- **Activity**
Would you please transcribe the entire listing exactly?

◆ ◆ ◆ ◆

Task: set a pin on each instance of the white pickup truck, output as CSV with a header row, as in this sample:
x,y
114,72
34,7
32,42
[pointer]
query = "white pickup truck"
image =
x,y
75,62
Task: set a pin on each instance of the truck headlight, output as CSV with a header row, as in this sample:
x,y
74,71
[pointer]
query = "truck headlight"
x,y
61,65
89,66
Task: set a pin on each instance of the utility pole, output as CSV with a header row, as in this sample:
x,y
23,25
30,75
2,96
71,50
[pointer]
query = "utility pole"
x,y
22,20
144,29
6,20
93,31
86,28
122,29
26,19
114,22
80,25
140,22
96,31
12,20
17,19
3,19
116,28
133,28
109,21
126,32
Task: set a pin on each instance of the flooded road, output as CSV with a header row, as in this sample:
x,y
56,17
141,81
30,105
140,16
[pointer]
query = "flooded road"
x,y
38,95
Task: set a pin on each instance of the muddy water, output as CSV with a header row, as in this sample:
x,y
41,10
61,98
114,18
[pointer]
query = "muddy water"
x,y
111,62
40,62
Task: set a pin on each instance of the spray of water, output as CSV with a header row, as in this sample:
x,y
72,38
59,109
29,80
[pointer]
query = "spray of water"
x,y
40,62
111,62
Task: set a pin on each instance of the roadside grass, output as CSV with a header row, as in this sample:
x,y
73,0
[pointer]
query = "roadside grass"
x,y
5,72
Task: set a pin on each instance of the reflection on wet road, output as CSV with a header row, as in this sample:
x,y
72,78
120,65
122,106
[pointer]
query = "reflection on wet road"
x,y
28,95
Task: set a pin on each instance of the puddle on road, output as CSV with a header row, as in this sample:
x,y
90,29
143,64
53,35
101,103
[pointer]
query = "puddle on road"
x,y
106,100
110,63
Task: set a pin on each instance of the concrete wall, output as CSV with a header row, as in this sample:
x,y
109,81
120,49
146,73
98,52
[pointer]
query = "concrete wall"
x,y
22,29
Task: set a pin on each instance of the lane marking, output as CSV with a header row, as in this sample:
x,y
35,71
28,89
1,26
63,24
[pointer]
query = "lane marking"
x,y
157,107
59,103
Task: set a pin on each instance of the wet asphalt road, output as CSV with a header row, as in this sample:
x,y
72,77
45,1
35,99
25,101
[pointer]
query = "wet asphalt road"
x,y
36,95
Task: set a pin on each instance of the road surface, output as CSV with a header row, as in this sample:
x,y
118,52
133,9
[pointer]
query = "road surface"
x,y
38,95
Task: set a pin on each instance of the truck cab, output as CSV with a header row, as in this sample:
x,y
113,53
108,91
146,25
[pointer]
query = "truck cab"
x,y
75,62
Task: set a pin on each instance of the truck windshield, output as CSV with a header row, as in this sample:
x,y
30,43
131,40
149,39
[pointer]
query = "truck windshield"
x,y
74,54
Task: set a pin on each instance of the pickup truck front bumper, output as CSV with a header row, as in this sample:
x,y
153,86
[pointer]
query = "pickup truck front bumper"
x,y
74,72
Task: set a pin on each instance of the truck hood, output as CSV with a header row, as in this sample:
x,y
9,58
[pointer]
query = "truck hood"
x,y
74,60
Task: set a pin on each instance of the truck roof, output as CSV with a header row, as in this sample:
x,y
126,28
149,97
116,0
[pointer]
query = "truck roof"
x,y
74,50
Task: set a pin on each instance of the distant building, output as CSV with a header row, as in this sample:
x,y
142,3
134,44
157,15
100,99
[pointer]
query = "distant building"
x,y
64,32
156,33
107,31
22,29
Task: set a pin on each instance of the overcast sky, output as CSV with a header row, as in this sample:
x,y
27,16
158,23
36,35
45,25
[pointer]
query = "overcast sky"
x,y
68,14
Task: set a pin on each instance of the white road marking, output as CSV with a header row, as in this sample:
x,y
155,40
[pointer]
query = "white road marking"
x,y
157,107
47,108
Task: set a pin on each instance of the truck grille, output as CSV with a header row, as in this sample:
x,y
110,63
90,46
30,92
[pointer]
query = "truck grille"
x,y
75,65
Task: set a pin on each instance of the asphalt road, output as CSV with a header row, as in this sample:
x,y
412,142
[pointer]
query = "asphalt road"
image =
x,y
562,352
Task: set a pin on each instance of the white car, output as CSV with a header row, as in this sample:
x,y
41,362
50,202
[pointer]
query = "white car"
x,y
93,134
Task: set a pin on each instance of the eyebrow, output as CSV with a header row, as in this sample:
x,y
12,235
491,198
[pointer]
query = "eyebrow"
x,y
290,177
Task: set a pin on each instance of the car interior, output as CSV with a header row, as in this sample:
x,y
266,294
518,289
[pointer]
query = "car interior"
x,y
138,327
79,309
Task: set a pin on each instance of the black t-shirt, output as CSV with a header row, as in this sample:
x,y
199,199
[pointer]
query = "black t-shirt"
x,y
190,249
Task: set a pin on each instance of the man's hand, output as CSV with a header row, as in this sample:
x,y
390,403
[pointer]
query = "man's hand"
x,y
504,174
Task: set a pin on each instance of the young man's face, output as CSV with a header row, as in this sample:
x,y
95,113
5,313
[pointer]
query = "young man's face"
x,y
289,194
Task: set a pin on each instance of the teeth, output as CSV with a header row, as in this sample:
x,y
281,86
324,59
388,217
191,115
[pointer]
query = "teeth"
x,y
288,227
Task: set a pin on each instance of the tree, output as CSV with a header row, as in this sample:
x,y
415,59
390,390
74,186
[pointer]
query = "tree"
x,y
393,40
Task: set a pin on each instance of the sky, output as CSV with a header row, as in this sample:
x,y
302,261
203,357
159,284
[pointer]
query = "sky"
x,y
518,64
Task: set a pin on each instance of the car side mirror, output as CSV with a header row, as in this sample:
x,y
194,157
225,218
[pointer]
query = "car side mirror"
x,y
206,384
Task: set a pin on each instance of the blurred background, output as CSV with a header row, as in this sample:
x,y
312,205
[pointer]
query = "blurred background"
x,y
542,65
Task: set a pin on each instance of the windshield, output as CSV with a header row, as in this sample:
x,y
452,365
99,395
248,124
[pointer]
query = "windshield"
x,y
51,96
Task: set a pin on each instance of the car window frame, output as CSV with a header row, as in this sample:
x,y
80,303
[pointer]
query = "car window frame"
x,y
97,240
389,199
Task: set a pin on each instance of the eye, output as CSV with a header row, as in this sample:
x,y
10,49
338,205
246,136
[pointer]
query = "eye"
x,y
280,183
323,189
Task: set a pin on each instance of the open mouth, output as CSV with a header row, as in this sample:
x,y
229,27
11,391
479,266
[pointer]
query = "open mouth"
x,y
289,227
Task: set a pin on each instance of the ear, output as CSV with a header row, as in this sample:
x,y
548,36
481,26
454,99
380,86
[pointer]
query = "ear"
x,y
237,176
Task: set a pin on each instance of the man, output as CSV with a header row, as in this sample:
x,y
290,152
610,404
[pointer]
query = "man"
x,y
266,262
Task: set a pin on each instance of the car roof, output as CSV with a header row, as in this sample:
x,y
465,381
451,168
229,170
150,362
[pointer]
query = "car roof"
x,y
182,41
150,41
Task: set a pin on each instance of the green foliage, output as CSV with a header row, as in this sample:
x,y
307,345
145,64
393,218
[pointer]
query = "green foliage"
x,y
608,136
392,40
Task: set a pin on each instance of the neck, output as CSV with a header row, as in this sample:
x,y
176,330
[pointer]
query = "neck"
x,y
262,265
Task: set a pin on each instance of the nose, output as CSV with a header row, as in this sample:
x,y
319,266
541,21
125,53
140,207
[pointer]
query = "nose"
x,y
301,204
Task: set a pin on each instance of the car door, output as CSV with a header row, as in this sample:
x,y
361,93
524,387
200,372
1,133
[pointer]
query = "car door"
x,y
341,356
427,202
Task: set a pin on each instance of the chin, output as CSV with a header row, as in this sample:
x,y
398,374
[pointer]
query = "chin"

◆ ◆ ◆ ◆

- **Solved problem**
Task: set a pin on each instance of the white pickup truck, output as CSV with a header row, as in this sample:
x,y
114,72
34,7
32,42
[pointer]
query = "white pickup truck"
image =
x,y
75,62
Task: set a pin on each instance of the truck headlight, output as CSV with a header row, as in this sample:
x,y
74,71
[pointer]
query = "truck headlight"
x,y
61,65
89,66
Task: set a pin on each instance of the utility pole, output as CSV with a header row, as in this sample:
x,y
23,25
30,75
2,96
71,50
[pointer]
query = "utility pole"
x,y
22,20
144,29
6,20
93,31
86,28
122,29
26,19
114,22
80,25
140,22
96,31
12,20
17,19
3,19
116,28
133,28
109,21
126,32
Task: set a pin on each instance of the flooded road, output as CSV with a header row, as in this sample:
x,y
56,17
141,81
30,105
140,16
[pointer]
query = "flooded road"
x,y
38,95
Task: set a pin on each instance of the muddy water, output as CSV with a header row, as in this sample:
x,y
41,10
61,98
114,18
[pointer]
query = "muddy water"
x,y
111,62
40,62
Task: set a pin on each instance of the spray of water, output as CSV with a header row, as in this sample:
x,y
72,38
59,109
29,80
[pointer]
query = "spray of water"
x,y
40,62
111,62
Task: set a pin on each instance of the roadside grass, output as CSV with a header row, as in this sample:
x,y
73,0
[pointer]
query = "roadside grass"
x,y
5,72
Task: set a pin on each instance of the reflection on wet road, output as CSV with a header row, as in this sample:
x,y
72,78
120,65
122,106
[pointer]
query = "reflection on wet road"
x,y
28,95
Task: set a pin on each instance of the puddle on road, output as CSV with a header row, as in this sample:
x,y
90,29
143,64
53,35
101,103
[pointer]
query = "puddle on road"
x,y
106,100
110,63
Task: set a pin on each instance of the concrete wall, output as CSV with a header row, as in this sample:
x,y
109,81
120,49
146,73
98,52
[pointer]
query = "concrete wall"
x,y
22,29
Task: set a pin on each instance of the lane marking, output as CSV with a header row, as in this sample:
x,y
35,71
28,89
1,26
63,24
[pointer]
query = "lane marking"
x,y
157,107
59,103
Task: set a pin on each instance of the wet asphalt road, output as CSV with a header row, as in this sample:
x,y
72,77
45,1
35,99
25,101
[pointer]
query = "wet asphalt road"
x,y
36,95
Task: set a pin on each instance of the road surface, output as CSV with a header row, as in this sample:
x,y
118,52
133,9
[pointer]
query = "road surface"
x,y
38,95
Task: set a pin on each instance of the truck cab, output as CSV with a header row, as in this sample:
x,y
113,53
108,91
146,25
[pointer]
query = "truck cab"
x,y
75,62
Task: set a pin on each instance of the truck windshield, output as CSV with a header row, as in this sample:
x,y
30,43
131,40
149,39
[pointer]
query = "truck windshield"
x,y
74,54
Task: set a pin on each instance of the pickup truck front bumper, output as CSV with a header row, as in this sample:
x,y
153,86
[pointer]
query = "pickup truck front bumper"
x,y
74,72
Task: set a pin on each instance of the truck hood, output as CSV with a header row, as in this sample:
x,y
9,58
[pointer]
query = "truck hood"
x,y
74,60
Task: set a pin on each instance of the truck roof, output as CSV with a header row, as in this sample:
x,y
126,28
149,97
116,0
[pointer]
query = "truck roof"
x,y
74,50
Task: set a pin on each instance of the distant building, output as CSV with a header row, as in this sample:
x,y
142,3
134,44
157,15
100,99
[pointer]
query = "distant building"
x,y
64,32
156,33
107,31
22,29
Task: set a pin on each instance of the overcast sky, output as CSV with a header row, as in this sample:
x,y
27,16
158,23
36,35
45,25
[pointer]
query = "overcast sky"
x,y
68,14
Task: set a pin on each instance of the white road marking, output as CSV with a header row, as in this sample:
x,y
155,40
[pointer]
query = "white road marking"
x,y
157,107
47,108
Task: set a pin on each instance of the truck grille, output as CSV with a header row, as in this sample:
x,y
110,63
90,46
30,92
[pointer]
query = "truck grille"
x,y
75,65
Task: set a pin on each instance of the asphalt road, output as CSV with a header row, as in this sample:
x,y
412,142
[pointer]
query = "asphalt road"
image =
x,y
562,352
Task: set a pin on each instance of the white car, output as CSV with a header row, as in this sample:
x,y
41,362
50,202
[pointer]
query = "white car"
x,y
93,134
Task: set a pin on each instance of the eyebrow, output as CSV with a header row, as in this sample:
x,y
12,235
491,198
[pointer]
query = "eyebrow"
x,y
290,177
Task: set a pin on each instance of the car interior, output as CSV with a header row, as in this sample:
x,y
266,294
518,289
[pointer]
query = "car interior"
x,y
138,327
79,309
Task: set a pin on each instance of the black t-shirt, output as CSV with a header row, as in this sample:
x,y
199,199
[pointer]
query = "black t-shirt"
x,y
190,249
Task: set a pin on each instance of the man's hand, output as CSV with a header row, as in this sample:
x,y
390,403
[pointer]
query = "man's hand"
x,y
504,174
Task: set a pin on each instance of the young man's face, output as CSV with a header row, as in this sample:
x,y
95,113
5,313
[pointer]
query = "young man's face"
x,y
289,194
Task: set a pin on each instance of the teeth, output as CSV with a header row, as in this sample:
x,y
281,86
324,59
388,217
191,115
[pointer]
query = "teeth"
x,y
288,227
Task: set a pin on each instance of the tree, output as CSV with a header row, as in this sample:
x,y
415,59
390,390
74,186
[pointer]
query = "tree"
x,y
393,40
Task: set a pin on each instance of the sky, output as CSV with a header row, as in this sample:
x,y
302,261
203,357
159,284
[pointer]
query = "sky"
x,y
518,64
Task: set a pin on each instance of the car side mirror, output as CSV with a header row, as in this sample:
x,y
194,157
225,218
[pointer]
query = "car side mirror"
x,y
206,384
Task: set a pin on each instance of the blurred background, output as CSV with a header row, as in this sample:
x,y
312,205
[pointer]
query = "blurred background"
x,y
542,65
Task: set a pin on each instance of the windshield, output as CSV with a header row, as in this sample:
x,y
452,365
99,395
248,124
[pointer]
query = "windshield"
x,y
51,96
Task: set a pin on each instance of the car window frame, output as CSV with a header row, as in this sample:
x,y
80,303
[pointer]
query = "car window frame"
x,y
97,240
389,199
Task: set a pin on each instance of the eye, output as CSV with a header row, as in this sample:
x,y
10,49
338,205
246,136
[pointer]
query = "eye"
x,y
280,183
323,189
Task: set a pin on each instance of the open mouth, output as CSV with a header row, as in this sample:
x,y
229,27
11,391
479,266
[pointer]
query = "open mouth"
x,y
289,227
Task: set a pin on each instance of the ear, output as CSV with a header row, as in this sample:
x,y
548,36
481,26
454,99
380,86
[pointer]
query = "ear"
x,y
237,176
Task: set a pin on each instance of the man, output as CSV with a header row, as in this sample:
x,y
290,152
610,404
[pointer]
query = "man"
x,y
266,262
Task: set a pin on each instance of the car roof, output as CSV with a header row, as in this sample:
x,y
465,381
451,168
229,170
150,362
[pointer]
query = "car roof"
x,y
182,41
150,41
Task: set a pin on each instance of the green foliage, output as CSV with a header row, as in this sample:
x,y
307,345
145,64
393,218
[pointer]
query = "green foliage"
x,y
608,136
392,40
Task: set a pin on each instance of the neck, output as CSV with a header row, as in this sample:
x,y
176,330
[pointer]
query = "neck"
x,y
262,265
Task: set a pin on each instance of the nose, output as CSV with a header row, as in this sample:
x,y
319,266
541,21
125,53
140,207
[pointer]
query = "nose"
x,y
301,204
Task: set a pin on each instance of the car door, output as CSV with a header row, as in this sample:
x,y
361,93
524,387
200,372
1,133
[pointer]
query = "car door"
x,y
341,356
427,202
Task: set a pin on each instance of the chin, output as CSV with a header row, as in this sample:
x,y
398,374
[pointer]
query = "chin"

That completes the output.